Exercise details: Below is a listing; repeat exactly the lines from the one containing "point: woman's face" to the one containing "point: woman |", both included.

Supplied records:
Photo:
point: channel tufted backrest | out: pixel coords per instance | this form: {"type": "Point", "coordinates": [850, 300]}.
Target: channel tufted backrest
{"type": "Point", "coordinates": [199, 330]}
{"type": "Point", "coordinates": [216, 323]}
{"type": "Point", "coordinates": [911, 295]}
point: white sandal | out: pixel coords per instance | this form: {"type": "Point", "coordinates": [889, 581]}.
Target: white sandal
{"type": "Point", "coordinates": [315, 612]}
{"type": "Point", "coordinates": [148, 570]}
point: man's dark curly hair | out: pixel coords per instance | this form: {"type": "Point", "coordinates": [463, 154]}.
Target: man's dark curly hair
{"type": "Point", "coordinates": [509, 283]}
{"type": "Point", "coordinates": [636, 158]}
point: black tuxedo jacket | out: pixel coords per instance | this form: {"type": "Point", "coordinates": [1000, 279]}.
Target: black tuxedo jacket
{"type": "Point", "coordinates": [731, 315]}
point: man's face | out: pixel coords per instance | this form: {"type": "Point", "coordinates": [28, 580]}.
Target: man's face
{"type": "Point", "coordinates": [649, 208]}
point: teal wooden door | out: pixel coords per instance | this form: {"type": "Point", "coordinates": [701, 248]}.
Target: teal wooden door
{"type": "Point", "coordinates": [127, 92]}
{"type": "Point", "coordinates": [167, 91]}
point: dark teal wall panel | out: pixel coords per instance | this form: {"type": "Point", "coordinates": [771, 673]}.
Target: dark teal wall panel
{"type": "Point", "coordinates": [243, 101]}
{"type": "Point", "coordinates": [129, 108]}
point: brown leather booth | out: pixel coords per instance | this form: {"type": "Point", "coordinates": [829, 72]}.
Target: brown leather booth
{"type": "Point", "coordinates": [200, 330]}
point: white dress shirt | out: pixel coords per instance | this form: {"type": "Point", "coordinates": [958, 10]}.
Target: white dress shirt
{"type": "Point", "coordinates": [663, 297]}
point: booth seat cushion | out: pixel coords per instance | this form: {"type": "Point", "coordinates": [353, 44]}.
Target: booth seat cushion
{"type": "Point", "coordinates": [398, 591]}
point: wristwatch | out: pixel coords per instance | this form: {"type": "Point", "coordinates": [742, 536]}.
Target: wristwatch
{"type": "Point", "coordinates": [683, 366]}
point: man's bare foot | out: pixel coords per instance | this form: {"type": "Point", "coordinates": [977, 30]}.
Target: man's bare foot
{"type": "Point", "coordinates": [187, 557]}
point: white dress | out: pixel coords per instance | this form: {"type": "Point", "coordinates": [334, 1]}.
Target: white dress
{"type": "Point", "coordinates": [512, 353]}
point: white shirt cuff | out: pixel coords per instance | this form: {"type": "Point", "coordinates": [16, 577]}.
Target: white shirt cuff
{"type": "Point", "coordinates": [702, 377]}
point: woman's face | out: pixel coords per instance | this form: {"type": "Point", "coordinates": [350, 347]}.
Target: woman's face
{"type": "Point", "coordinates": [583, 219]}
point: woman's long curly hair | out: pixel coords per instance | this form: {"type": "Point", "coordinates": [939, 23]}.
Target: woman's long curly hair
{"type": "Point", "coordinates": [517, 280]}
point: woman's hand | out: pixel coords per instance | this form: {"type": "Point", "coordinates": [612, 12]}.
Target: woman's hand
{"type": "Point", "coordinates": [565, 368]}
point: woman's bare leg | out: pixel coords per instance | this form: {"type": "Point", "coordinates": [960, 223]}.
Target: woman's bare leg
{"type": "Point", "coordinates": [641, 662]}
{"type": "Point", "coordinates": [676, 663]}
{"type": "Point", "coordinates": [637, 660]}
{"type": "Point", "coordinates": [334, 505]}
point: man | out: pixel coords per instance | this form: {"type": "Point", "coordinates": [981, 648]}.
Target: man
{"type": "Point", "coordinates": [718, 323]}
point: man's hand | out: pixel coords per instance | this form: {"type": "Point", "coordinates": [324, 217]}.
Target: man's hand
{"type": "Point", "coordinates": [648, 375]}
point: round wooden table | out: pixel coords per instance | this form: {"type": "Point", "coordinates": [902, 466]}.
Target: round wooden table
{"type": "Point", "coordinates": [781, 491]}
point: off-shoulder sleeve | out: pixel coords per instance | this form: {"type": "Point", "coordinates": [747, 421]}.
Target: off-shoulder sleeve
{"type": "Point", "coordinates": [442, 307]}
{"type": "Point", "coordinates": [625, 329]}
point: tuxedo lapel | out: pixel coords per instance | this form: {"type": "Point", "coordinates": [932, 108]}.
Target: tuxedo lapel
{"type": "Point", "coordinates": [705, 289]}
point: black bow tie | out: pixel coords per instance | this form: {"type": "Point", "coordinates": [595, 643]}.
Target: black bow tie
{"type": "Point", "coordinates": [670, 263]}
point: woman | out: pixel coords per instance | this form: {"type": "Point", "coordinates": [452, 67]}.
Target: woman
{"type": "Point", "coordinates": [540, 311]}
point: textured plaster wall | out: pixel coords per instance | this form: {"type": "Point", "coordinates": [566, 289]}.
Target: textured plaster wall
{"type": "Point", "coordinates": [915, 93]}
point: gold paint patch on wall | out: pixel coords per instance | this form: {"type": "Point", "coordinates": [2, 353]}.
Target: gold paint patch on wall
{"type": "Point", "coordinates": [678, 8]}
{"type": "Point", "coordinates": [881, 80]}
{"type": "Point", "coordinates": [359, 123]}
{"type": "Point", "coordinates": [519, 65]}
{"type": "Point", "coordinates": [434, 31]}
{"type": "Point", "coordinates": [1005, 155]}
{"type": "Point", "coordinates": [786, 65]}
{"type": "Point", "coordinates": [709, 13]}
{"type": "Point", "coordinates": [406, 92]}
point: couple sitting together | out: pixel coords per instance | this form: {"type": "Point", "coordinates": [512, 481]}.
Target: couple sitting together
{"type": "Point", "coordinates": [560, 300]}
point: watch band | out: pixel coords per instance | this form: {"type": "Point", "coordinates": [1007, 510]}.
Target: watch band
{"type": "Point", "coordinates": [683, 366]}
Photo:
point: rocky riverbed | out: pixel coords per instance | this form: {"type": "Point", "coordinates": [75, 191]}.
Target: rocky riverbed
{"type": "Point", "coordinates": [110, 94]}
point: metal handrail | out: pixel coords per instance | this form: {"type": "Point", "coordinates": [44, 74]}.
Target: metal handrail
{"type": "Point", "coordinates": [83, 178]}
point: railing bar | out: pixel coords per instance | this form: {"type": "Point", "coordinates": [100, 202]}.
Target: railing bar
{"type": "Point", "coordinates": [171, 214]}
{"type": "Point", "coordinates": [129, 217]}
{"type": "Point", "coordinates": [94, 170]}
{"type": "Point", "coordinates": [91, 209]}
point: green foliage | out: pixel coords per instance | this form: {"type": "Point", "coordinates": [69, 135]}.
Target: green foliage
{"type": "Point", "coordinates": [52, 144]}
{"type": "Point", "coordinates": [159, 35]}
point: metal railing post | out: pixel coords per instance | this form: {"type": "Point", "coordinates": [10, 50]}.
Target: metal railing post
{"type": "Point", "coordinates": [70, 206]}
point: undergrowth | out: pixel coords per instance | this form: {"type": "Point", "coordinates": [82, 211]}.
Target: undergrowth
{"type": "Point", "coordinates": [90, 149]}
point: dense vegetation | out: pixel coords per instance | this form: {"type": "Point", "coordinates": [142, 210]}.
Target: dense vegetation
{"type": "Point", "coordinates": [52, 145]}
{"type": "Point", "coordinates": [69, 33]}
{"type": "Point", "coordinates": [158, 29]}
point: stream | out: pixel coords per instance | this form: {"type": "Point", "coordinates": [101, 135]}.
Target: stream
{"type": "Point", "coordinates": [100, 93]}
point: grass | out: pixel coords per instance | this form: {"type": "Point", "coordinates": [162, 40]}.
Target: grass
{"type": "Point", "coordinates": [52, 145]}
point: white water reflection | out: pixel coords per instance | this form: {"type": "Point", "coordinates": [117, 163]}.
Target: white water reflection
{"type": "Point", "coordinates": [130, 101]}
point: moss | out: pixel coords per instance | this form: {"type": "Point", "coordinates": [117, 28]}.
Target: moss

Answer to the problem:
point: woman's face | out: pixel coords per instance | this form: {"type": "Point", "coordinates": [350, 347]}.
Target: woman's face
{"type": "Point", "coordinates": [583, 219]}
point: woman's long curly hair | out: pixel coords per instance | this form: {"type": "Point", "coordinates": [939, 23]}.
Target: woman's long curly hair
{"type": "Point", "coordinates": [517, 280]}
point: woman's hand | out: pixel coords per instance | this form: {"type": "Point", "coordinates": [612, 12]}.
Target: woman's hand
{"type": "Point", "coordinates": [565, 368]}
point: woman's bare leg | out: pixel coords per instance | this form: {"type": "Point", "coordinates": [960, 223]}.
Target: woman's bare leg
{"type": "Point", "coordinates": [641, 662]}
{"type": "Point", "coordinates": [676, 663]}
{"type": "Point", "coordinates": [637, 660]}
{"type": "Point", "coordinates": [334, 505]}
point: man | out: pixel coords per instance | this form: {"type": "Point", "coordinates": [981, 648]}.
Target: man
{"type": "Point", "coordinates": [718, 323]}
point: man's hand | out: pixel coords per instance | this form: {"type": "Point", "coordinates": [324, 217]}.
Target: man's hand
{"type": "Point", "coordinates": [648, 375]}
point: round wooden table | out: pixel coords per instance | this form: {"type": "Point", "coordinates": [902, 466]}.
Target: round wooden table
{"type": "Point", "coordinates": [781, 491]}
point: off-shoulder sleeve | out: pixel coords per instance | this form: {"type": "Point", "coordinates": [747, 421]}.
Target: off-shoulder sleeve
{"type": "Point", "coordinates": [442, 307]}
{"type": "Point", "coordinates": [625, 329]}
point: tuxedo lapel | out: pixel coords per instance | this form: {"type": "Point", "coordinates": [932, 108]}.
Target: tuxedo lapel
{"type": "Point", "coordinates": [705, 289]}
point: black bow tie | out: pixel coords per instance | this form: {"type": "Point", "coordinates": [595, 643]}.
Target: black bow tie
{"type": "Point", "coordinates": [670, 263]}
point: woman | out: pixel coords per instance | this form: {"type": "Point", "coordinates": [452, 67]}.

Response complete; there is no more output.